● **Work request**
Select the lines of the records containing the word "light" and list them.

(Referring expression pointing data)

++++++++++

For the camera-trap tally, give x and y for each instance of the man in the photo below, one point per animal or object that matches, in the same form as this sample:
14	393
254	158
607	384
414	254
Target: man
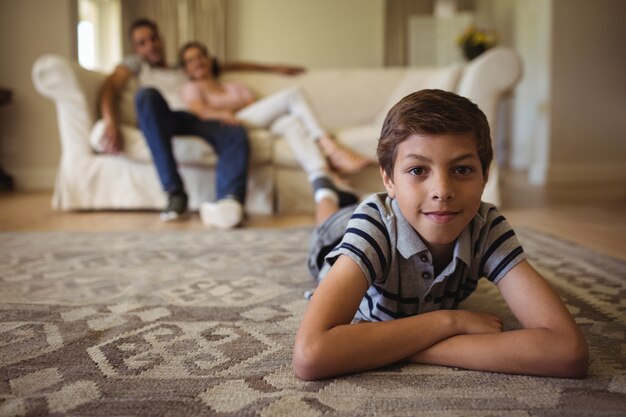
161	117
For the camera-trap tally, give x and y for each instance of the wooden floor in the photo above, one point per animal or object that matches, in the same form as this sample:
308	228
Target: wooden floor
594	218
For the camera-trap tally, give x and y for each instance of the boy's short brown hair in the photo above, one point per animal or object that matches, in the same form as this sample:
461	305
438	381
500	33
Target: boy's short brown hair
433	112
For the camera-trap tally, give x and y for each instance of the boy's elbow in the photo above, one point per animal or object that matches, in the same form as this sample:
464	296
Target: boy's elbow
574	359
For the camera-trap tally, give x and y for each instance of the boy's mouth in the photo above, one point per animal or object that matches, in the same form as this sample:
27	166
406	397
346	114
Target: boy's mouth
441	216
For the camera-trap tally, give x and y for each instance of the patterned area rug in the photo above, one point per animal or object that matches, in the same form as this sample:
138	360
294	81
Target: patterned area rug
202	323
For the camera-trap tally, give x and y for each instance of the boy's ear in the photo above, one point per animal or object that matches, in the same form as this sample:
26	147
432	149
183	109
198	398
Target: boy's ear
388	182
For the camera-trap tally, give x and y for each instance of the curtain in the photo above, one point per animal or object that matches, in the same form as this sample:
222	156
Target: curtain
180	21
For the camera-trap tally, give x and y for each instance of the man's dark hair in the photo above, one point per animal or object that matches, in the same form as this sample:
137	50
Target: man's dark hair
433	112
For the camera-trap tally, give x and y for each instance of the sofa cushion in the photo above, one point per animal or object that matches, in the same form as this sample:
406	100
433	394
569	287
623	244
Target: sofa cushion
188	150
416	79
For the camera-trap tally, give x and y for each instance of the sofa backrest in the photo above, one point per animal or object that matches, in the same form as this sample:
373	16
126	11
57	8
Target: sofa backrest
74	91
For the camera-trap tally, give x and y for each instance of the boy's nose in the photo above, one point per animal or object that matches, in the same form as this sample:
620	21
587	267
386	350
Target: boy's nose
442	189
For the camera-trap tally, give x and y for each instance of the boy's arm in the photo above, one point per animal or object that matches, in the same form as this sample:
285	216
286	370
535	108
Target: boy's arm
550	343
327	344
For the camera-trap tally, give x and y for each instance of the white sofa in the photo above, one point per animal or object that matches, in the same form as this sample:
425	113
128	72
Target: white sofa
350	102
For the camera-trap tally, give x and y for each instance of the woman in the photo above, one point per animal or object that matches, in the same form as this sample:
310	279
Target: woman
234	103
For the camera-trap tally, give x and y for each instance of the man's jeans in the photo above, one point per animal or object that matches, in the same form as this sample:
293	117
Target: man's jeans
159	124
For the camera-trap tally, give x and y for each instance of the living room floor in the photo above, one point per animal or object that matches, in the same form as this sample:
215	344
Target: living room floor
593	217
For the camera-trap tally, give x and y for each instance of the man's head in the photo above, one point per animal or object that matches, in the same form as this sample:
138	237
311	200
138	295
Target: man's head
433	112
146	41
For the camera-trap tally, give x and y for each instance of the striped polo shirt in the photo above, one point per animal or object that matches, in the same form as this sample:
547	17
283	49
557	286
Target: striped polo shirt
399	267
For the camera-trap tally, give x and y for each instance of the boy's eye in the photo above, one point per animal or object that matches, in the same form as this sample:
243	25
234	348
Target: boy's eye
463	170
417	171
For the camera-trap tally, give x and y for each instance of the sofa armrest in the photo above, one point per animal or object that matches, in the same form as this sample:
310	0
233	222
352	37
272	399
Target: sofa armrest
490	76
74	91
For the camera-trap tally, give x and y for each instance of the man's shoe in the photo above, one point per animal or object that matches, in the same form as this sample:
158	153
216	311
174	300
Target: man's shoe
176	208
224	214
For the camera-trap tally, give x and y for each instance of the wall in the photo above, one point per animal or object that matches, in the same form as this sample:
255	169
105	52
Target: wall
29	140
312	33
588	93
574	64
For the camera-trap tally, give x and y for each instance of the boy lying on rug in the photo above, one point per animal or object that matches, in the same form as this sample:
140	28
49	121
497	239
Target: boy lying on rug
393	270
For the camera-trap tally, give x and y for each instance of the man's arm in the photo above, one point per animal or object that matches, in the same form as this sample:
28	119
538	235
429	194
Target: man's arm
327	344
249	66
550	343
112	140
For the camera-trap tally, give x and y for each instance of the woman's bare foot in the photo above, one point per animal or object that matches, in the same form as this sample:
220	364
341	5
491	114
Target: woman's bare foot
341	158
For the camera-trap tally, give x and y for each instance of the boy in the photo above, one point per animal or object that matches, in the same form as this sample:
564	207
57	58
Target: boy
392	281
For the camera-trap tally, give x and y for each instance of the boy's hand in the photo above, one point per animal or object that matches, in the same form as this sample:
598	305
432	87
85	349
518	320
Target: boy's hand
474	322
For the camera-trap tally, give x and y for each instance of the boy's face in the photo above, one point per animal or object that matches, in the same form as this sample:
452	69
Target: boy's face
438	182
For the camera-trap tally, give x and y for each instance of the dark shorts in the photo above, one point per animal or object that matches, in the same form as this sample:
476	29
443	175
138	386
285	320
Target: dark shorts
325	237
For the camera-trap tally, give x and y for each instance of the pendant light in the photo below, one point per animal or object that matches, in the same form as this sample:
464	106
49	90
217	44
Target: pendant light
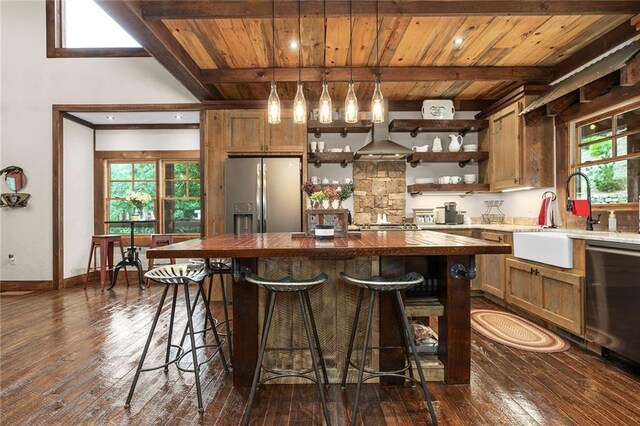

++++++++++

● **Result for this task**
For the camera-trap tally, give x and y for each instance of the pendant light in the photo below, one point per animal or object that matches, in the same form as this sample:
Target: pendant light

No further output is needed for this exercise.